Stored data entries
──────

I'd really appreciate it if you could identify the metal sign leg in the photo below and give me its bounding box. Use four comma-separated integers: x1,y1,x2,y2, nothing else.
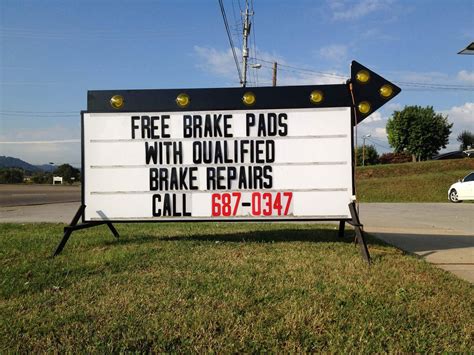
337,220,346,238
53,205,120,256
349,202,370,265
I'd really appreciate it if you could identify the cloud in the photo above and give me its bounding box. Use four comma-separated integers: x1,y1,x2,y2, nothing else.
194,46,348,86
458,70,474,83
329,0,392,20
441,102,474,151
0,123,81,166
319,44,347,62
194,46,242,82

──────

## The task
Lay out the lines above as a JSON list of strings, one string per line, omitting blank lines. Leave the pictures out of the list.

## Exercise response
[
  "I'd really appreciate it if you could identify the metal sign leg in the photo below and give me its bounding box. Use four comma-separated integers: x1,y1,x2,y2, nothing else.",
  "337,220,346,238",
  "53,205,120,256",
  "349,202,370,265",
  "I'd really appreciate it if you could identify the cloud in the photo above and give me its bounding box. Use four comma-separated integers: x1,y1,x2,y2, nothing else.",
  "194,46,348,86",
  "458,70,474,83",
  "329,0,392,20",
  "441,102,474,151",
  "0,123,81,166",
  "319,44,347,62",
  "194,46,242,82"
]